=== What is needed ===
Look for the word "background". Copy every line of the listing where it occurs.

=== Data for the task ===
*** Block opens ***
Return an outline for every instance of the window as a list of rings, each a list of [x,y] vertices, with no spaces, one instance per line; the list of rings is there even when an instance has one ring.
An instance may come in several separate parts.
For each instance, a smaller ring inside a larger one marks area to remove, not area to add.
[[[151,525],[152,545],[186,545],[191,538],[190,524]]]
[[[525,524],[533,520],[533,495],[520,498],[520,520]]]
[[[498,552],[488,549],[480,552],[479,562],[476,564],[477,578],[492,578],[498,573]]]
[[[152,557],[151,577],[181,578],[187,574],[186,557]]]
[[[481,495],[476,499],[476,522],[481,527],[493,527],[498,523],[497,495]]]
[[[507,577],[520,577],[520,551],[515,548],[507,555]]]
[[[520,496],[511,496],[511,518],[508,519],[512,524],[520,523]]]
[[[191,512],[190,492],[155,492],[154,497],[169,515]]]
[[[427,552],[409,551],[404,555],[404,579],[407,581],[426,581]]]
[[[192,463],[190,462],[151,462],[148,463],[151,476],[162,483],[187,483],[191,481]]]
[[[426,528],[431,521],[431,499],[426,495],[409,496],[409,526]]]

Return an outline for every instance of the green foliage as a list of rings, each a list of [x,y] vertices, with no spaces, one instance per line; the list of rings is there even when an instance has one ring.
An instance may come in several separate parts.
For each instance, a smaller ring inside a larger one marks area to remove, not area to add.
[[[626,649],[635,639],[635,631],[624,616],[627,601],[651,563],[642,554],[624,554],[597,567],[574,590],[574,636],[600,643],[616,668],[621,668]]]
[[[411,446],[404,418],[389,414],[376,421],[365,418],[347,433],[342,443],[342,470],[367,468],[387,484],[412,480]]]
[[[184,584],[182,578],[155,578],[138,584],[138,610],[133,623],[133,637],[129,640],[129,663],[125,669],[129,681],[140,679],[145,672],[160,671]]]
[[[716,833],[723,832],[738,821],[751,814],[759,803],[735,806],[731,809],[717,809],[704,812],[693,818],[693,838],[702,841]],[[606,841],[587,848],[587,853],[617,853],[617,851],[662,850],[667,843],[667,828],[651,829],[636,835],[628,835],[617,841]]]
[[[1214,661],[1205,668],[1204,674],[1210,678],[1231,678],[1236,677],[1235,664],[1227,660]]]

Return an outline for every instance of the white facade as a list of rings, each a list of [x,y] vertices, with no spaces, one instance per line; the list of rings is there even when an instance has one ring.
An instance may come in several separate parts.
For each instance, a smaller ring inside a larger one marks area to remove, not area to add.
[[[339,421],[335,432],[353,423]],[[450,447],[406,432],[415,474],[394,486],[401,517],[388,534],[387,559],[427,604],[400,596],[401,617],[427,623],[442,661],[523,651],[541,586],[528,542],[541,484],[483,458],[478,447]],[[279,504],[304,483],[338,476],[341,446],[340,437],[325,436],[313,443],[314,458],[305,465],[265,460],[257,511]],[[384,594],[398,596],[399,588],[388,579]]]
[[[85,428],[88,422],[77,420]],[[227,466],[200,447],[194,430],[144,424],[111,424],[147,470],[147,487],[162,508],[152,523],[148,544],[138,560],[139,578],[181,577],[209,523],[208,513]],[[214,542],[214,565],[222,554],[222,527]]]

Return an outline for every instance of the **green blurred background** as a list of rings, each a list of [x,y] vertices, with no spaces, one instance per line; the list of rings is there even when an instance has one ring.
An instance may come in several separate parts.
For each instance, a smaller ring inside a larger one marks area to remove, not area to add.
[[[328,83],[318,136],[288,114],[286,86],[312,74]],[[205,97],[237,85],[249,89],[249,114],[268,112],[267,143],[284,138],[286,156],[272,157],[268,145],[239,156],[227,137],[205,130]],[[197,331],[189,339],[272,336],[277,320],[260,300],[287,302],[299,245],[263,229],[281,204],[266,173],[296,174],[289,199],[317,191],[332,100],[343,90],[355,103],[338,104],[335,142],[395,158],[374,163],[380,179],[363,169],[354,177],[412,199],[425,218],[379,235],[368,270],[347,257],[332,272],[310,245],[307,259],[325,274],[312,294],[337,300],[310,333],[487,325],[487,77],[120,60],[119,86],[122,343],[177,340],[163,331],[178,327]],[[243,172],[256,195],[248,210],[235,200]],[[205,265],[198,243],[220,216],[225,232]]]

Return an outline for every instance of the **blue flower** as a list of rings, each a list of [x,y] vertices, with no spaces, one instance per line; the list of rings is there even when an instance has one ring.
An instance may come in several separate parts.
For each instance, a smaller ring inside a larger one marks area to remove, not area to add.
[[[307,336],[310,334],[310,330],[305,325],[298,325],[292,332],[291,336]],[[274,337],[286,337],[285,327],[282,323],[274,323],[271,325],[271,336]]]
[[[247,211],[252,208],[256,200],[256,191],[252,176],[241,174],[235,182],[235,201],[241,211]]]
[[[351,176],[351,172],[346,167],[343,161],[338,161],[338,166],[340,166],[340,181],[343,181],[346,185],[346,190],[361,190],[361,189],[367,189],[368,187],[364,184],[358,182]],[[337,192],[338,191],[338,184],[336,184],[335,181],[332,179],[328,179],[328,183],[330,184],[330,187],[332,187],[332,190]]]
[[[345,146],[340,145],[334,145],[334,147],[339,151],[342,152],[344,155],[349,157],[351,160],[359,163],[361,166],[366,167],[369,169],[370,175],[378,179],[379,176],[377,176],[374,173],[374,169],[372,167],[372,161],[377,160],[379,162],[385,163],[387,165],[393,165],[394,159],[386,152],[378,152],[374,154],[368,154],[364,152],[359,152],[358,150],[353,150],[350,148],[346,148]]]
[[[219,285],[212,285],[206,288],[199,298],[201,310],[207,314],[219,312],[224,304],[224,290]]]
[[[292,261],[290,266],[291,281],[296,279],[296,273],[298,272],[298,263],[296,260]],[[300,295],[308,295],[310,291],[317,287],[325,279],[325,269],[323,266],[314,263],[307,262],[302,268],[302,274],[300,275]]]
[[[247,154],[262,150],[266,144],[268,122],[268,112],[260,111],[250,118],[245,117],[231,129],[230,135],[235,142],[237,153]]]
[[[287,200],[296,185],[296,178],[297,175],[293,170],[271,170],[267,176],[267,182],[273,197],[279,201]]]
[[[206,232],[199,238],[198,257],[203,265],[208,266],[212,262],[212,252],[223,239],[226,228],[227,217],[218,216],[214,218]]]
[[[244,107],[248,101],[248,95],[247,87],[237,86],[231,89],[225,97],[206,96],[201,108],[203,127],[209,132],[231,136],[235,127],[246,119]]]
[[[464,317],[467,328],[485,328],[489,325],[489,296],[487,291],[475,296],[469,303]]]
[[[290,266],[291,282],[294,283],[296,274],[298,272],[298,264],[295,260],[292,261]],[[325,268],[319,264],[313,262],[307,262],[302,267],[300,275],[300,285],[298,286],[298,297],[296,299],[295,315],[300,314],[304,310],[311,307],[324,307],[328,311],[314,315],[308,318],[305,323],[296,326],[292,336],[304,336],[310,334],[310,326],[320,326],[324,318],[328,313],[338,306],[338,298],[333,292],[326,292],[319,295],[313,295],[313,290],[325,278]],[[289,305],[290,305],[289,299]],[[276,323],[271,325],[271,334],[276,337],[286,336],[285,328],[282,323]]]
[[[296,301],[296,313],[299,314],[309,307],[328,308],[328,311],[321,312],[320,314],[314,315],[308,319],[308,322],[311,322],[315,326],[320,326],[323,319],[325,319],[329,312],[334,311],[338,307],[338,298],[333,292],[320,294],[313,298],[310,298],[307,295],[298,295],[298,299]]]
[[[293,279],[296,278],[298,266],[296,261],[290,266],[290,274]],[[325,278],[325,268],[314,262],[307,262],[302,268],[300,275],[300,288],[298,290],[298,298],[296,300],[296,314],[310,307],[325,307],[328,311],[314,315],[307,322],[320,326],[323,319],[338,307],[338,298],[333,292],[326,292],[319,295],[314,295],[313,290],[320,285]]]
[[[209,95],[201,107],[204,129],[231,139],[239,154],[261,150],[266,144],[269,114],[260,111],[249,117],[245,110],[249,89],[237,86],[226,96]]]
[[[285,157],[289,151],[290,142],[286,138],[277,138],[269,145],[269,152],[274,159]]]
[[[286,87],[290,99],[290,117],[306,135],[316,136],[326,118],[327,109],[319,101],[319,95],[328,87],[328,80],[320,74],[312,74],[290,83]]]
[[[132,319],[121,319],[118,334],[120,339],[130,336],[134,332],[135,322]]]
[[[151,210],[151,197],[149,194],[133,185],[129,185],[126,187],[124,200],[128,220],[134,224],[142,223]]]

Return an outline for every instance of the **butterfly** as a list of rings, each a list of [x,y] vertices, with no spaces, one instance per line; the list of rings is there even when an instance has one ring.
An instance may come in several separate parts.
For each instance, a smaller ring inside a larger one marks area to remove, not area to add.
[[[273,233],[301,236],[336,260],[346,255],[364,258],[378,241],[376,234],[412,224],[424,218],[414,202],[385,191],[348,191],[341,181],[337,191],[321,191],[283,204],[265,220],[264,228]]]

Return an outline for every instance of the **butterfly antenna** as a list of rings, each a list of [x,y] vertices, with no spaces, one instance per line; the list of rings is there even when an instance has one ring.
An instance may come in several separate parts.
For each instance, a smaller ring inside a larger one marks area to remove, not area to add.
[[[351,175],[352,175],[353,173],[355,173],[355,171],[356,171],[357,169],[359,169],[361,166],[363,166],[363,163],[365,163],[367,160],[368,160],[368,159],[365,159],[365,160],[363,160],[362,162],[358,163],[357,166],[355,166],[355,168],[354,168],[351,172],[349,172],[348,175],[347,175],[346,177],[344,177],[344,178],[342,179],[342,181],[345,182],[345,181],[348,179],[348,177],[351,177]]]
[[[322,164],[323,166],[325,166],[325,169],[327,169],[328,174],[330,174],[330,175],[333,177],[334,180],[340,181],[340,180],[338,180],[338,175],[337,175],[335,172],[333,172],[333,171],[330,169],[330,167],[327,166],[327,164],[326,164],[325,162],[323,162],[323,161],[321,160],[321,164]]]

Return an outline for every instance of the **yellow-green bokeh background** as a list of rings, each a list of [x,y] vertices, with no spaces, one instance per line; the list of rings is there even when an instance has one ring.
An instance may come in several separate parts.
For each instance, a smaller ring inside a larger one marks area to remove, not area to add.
*** Block closes ***
=== Solution for this exercise ===
Return an outline for every instance of the **green blurred background** as a list of rings, each a list of [x,y] vertices, with no spaces, one instance per line; the list of rings is there even when an instance has one ring.
Return an outline for every instance of the **yellow-green bokeh background** as a list of rings, each a list of [x,y] vertices, with no spaces, one instance per line; the list of rings is there even when an instance has one ring.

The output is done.